◆ Short problem 1:
Copy out the part of the listing below that opens with the line containing "Task: indicate the dappled" and runs to the end of the listing, including both ends.

◆ Passage to read:
Suppose ABC is an equilateral triangle and P is a point inside the triangle, such that PA = 3 cms., PB = 4 cms., and PC = 5 cms.
Then find the length of the side of the equilateral triangle.

(In reply to Excel solution by Charlie)

In the queue someone brought up the possibility of the point lying outside the triangle rather than within it. That also has a solution:

Consider a triangle formed by the point and the nearest two points on the equilateral triangle. Its distances from the nearest vertices are 3 and 4 cm. If one side of the original triangle (the remaining side of the new triangle) is length s, then we can find angle a, adjacent to the length-3 side by the law of cosines: 4^2 = 3^2 + s^2 -2*3*s*cos(a). If we assume s is in Excel cell A10, we can put angle a in B10 with the formula =ACOS((9+A10^2-16)/(6*A10)).

Then the distance that should be 5 can be found via the law of cosines applied to the point in question and the points of the equilateral triangle that are 3 and (supposed to be) 5 cm away. The square of the side that is supposed to be length 5 is then 3^2 + s^2 - 2*3*s*cos(60+a), using degree measure. In Excel, in radian measure, we can place in cell C10 =SQRT(9+A10^2-6*A10*COS(PI()/3+B10)), and ask Solver that C10 be made into 5 by changing cell A10.

This results in a side length of 2.053141571 cm--the length the side would have if the point that is 3, 4 and 5 cm away from the points in the equilateral triangle had been specified to lie outside the triangle.

This methodology would also have been possible for the original question, where angle a would have been subtracted from 60 instead of added, and the calculation would have been simpler, as it was here, with one fewer steps.

Posted by Charlie on 2003-12-18 10:18:46

◆ Short problem 2:
In the forum post above, what side length does the Solver approach give when the point lies outside the triangle?

Excerpts of location labeling data:
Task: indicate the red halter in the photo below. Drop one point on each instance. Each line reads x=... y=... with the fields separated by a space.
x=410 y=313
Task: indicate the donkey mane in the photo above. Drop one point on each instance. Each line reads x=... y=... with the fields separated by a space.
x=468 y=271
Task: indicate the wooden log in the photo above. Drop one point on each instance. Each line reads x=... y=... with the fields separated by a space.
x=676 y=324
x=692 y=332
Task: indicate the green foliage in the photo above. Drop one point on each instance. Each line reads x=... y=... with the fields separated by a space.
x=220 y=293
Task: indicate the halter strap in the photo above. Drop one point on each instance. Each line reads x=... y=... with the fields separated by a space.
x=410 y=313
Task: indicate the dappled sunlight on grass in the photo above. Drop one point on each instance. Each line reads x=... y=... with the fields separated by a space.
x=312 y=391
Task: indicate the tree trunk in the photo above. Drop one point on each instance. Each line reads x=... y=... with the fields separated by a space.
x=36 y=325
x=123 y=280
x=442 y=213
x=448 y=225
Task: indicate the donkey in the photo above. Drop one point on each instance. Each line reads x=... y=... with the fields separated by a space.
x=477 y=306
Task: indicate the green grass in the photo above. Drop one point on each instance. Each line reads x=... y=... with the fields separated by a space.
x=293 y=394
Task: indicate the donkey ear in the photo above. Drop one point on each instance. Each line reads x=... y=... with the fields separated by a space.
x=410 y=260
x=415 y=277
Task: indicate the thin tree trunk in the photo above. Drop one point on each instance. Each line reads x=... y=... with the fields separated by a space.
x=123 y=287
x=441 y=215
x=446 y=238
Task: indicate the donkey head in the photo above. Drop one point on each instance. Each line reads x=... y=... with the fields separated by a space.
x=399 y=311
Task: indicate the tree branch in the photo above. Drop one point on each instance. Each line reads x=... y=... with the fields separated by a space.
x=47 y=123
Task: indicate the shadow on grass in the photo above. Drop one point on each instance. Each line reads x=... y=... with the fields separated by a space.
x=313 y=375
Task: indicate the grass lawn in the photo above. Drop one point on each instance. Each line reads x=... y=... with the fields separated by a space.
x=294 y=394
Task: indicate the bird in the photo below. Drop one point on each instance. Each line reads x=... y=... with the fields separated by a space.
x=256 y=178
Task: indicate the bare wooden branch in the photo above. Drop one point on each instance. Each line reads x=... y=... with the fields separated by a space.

◆ Exercise answer 1:
Task: indicate the dappled sunlight on grass in the photo above. Drop one point on each instance. Each line reads x=... y=... with the fields separated by a space.
x=312 y=391
Task: indicate the tree trunk in the photo above. Drop one point on each instance. Each line reads x=... y=... with the fields separated by a space.
x=36 y=325
x=123 y=280
x=442 y=213
x=448 y=225
Task: indicate the donkey in the photo above. Drop one point on each instance. Each line reads x=... y=... with the fields separated by a space.
x=477 y=306
Task: indicate the green grass in the photo above. Drop one point on each instance. Each line reads x=... y=... with the fields separated by a space.
x=293 y=394
Task: indicate the donkey ear in the photo above. Drop one point on each instance. Each line reads x=... y=... with the fields separated by a space.
x=410 y=260
x=415 y=277
Task: indicate the thin tree trunk in the photo above. Drop one point on each instance. Each line reads x=... y=... with the fields separated by a space.
x=123 y=287
x=441 y=215
x=446 y=238
Task: indicate the donkey head in the photo above. Drop one point on each instance. Each line reads x=... y=... with the fields separated by a space.
x=399 y=311
Task: indicate the tree branch in the photo above. Drop one point on each instance. Each line reads x=... y=... with the fields separated by a space.
x=47 y=123
Task: indicate the shadow on grass in the photo above. Drop one point on each instance. Each line reads x=... y=... with the fields separated by a space.
x=313 y=375
Task: indicate the grass lawn in the photo above. Drop one point on each instance. Each line reads x=... y=... with the fields separated by a space.
x=294 y=394
Task: indicate the bird in the photo below. Drop one point on each instance. Each line reads x=... y=... with the fields separated by a space.
x=256 y=178
Task: indicate the bare wooden branch in the photo above. Drop one point on each instance. Each line reads x=... y=... with the fields separated by a space.

◆ Exercise answer 2:
2.053141571 cm